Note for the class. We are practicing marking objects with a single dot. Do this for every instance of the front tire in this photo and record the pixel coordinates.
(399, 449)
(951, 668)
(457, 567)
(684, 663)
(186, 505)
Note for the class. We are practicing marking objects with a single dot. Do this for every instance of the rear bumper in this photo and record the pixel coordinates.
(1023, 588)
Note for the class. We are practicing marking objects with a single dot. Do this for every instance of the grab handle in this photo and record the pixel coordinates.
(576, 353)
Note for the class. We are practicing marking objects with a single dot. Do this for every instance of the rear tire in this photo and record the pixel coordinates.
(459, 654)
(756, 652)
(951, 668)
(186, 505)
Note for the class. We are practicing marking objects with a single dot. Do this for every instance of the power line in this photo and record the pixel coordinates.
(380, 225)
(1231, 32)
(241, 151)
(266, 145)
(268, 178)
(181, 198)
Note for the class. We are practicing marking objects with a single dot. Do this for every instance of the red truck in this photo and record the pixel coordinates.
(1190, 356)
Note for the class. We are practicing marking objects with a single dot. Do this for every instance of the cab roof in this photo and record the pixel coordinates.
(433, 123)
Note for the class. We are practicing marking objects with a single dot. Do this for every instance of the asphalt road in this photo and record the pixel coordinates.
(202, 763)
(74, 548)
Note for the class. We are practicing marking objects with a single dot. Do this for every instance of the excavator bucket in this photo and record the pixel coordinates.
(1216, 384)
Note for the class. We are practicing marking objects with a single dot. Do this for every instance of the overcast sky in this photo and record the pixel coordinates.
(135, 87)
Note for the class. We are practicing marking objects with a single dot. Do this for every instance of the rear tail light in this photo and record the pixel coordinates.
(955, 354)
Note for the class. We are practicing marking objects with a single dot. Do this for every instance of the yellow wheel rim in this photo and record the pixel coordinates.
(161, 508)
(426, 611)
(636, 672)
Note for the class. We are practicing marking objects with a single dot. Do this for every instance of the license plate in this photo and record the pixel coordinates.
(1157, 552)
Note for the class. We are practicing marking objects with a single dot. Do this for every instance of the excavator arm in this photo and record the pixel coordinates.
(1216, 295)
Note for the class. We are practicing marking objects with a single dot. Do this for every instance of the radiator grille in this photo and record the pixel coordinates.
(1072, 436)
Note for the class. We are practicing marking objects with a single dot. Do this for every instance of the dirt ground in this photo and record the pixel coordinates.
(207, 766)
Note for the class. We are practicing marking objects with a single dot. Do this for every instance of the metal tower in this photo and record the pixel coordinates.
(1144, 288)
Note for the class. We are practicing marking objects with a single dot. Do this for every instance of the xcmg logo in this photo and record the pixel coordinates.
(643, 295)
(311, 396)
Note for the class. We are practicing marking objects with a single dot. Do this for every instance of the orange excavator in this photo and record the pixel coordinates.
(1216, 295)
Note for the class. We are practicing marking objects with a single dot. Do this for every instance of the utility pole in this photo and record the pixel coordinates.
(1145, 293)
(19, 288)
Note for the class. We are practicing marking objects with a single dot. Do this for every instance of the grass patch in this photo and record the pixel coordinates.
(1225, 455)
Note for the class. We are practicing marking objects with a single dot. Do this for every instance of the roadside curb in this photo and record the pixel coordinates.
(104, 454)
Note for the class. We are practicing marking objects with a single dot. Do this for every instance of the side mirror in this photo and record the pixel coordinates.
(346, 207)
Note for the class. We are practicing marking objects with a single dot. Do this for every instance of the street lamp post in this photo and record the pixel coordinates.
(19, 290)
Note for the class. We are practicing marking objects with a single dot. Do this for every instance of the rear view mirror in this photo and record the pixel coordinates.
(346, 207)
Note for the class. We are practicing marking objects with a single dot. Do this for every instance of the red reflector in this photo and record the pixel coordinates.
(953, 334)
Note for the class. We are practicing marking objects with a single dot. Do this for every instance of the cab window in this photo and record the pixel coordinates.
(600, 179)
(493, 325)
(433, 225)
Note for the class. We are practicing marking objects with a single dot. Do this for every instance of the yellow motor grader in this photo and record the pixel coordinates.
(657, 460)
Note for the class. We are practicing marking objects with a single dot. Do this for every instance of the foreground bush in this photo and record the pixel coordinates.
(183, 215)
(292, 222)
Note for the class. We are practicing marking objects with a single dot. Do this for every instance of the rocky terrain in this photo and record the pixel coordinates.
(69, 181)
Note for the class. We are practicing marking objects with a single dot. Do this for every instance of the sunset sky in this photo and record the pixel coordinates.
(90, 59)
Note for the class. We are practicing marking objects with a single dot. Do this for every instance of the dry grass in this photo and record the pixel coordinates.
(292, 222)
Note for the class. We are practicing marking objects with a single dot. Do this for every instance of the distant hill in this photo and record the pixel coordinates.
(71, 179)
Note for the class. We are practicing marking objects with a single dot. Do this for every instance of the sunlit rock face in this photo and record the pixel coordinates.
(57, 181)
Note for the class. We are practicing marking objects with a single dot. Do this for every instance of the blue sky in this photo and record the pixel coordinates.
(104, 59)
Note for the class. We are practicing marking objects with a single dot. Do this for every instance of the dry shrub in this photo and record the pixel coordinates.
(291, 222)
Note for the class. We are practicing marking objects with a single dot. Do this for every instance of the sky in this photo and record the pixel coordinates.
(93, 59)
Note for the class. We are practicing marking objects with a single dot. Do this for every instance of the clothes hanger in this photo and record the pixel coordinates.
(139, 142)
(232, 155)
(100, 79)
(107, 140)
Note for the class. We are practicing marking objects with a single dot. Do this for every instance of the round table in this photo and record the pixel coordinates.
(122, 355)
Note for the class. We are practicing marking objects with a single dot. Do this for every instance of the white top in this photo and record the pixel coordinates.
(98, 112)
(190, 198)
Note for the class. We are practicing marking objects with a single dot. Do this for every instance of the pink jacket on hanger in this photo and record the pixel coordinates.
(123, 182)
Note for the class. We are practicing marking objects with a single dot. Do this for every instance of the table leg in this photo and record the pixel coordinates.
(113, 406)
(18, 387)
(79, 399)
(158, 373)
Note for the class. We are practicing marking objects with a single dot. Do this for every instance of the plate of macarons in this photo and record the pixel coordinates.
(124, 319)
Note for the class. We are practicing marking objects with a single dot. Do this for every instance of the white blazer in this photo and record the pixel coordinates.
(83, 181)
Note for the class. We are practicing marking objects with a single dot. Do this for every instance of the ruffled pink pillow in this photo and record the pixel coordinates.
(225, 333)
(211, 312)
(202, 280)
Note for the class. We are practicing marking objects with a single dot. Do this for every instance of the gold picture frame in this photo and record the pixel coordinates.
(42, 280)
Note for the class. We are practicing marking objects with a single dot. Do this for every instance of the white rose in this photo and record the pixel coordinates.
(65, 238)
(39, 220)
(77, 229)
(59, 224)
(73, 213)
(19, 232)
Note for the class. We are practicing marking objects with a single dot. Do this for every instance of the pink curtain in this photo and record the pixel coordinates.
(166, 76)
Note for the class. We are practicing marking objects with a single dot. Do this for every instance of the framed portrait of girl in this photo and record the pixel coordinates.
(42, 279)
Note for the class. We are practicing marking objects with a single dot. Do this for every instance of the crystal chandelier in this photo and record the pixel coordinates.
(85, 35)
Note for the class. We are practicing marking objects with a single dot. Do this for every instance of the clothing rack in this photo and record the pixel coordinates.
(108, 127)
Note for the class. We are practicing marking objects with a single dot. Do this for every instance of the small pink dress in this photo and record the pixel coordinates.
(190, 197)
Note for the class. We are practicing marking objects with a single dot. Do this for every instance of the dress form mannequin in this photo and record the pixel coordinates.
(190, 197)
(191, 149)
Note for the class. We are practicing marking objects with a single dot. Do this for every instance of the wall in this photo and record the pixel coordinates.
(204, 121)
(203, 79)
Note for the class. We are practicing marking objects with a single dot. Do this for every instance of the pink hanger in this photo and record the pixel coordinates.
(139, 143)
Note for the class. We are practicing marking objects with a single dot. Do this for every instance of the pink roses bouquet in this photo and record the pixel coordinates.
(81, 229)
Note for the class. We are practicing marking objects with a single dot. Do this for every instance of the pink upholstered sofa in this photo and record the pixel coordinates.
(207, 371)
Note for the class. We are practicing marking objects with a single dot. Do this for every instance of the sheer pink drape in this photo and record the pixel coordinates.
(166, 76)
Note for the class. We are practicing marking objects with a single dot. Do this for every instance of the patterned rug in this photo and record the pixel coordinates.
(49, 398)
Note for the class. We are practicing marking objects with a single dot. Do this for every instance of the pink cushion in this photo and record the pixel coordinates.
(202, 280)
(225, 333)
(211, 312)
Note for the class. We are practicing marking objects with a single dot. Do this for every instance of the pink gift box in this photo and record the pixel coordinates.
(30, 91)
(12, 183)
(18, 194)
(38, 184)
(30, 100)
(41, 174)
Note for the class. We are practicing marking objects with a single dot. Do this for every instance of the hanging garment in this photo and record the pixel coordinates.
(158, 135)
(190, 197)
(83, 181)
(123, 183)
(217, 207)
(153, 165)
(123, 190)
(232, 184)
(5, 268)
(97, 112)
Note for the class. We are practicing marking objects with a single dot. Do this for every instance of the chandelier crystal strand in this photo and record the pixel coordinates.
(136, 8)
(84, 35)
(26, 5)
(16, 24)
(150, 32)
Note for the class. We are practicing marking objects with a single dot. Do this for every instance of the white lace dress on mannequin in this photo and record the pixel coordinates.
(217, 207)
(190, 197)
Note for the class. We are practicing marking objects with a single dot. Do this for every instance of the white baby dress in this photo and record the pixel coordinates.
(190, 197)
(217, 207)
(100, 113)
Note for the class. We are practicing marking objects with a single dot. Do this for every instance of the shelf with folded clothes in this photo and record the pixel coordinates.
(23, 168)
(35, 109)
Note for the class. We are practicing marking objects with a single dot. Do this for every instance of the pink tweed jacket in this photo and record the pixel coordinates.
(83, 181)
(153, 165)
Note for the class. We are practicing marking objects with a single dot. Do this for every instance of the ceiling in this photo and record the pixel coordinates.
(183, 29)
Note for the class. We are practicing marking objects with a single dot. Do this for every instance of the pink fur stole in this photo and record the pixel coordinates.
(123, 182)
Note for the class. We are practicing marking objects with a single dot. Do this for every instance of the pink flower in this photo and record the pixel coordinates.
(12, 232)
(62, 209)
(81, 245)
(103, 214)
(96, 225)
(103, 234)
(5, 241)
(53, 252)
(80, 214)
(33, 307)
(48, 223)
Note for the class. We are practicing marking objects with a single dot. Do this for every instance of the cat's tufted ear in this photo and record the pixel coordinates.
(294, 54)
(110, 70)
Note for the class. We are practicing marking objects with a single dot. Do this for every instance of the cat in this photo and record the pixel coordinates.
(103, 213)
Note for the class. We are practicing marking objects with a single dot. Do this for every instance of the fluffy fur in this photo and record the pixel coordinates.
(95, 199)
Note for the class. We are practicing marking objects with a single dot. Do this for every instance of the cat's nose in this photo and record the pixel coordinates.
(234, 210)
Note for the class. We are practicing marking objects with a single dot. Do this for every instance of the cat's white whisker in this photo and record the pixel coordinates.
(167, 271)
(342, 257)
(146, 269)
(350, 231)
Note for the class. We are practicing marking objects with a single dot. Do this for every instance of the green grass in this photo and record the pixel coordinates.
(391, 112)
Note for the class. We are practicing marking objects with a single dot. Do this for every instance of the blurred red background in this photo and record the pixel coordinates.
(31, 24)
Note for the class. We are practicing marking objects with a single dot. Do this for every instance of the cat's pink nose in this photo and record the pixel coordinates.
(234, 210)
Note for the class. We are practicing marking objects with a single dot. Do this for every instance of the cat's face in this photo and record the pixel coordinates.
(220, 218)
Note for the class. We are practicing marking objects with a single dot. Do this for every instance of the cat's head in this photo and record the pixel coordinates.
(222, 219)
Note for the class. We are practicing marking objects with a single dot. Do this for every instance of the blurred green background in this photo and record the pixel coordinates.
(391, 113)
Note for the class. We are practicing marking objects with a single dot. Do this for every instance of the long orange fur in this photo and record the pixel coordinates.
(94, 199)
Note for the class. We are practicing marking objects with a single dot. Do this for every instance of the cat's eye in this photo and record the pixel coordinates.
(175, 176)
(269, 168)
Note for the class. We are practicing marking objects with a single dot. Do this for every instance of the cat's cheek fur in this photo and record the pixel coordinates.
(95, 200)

====================

Aim:
Substitute "pixel positions" for "pixel coordinates" in the lines starting at the one containing "of the license" and ending at the one containing "(1072, 436)", leaving everything else unchanged. Give only those lines.

Finished task:
Note for the class. We are practicing marking objects with a single dot. Do this for every instance of the license plate in this photo and record the pixel positions.
(1157, 552)
Note for the class. We are practicing marking objects with a single dot. Do this for every instance of the excavator arm in this photo and record the pixel positions.
(1216, 295)
Note for the class. We are practicing marking objects with a single dot. Do this for every instance of the radiator grille in this photo and record the pixel positions.
(1072, 436)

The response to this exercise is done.